### WHAT IS NEEDED
Copy every line of the entries that contains the string "target", treating uppercase and lowercase letters as different.

### DATA LINES
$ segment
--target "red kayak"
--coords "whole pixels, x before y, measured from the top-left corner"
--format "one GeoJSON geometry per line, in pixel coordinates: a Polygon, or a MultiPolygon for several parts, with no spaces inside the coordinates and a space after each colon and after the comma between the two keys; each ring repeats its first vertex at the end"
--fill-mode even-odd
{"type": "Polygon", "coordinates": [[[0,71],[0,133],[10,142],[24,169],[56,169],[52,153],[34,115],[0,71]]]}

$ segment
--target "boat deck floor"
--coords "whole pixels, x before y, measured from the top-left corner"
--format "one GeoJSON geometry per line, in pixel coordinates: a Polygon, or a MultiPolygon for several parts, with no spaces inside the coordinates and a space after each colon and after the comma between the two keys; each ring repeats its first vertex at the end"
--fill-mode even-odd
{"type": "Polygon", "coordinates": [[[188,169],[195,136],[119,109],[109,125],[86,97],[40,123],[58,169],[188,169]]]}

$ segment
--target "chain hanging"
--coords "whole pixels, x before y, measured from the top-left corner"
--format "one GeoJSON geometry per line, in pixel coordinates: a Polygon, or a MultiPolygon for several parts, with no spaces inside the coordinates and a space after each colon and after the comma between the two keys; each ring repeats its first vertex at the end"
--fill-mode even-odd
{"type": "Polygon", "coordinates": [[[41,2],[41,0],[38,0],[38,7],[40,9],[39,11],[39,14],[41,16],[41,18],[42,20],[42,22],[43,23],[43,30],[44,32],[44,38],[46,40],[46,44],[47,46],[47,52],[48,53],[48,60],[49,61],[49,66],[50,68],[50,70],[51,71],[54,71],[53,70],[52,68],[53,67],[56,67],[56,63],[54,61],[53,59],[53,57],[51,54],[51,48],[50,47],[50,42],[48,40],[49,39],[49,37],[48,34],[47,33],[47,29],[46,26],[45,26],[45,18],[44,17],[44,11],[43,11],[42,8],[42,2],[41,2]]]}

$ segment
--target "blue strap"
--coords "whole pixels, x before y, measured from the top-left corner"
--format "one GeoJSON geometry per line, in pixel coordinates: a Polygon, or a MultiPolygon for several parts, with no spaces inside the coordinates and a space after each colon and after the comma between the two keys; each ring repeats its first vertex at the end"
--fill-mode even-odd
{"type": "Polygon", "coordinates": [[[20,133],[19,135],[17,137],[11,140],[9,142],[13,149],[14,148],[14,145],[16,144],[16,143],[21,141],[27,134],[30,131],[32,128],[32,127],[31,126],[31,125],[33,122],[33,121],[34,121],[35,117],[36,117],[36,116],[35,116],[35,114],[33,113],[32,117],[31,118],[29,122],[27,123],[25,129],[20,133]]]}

### THE COMPLETED TASK
--target "red kayak"
--target "boat deck floor"
--target "chain hanging"
--target "blue strap"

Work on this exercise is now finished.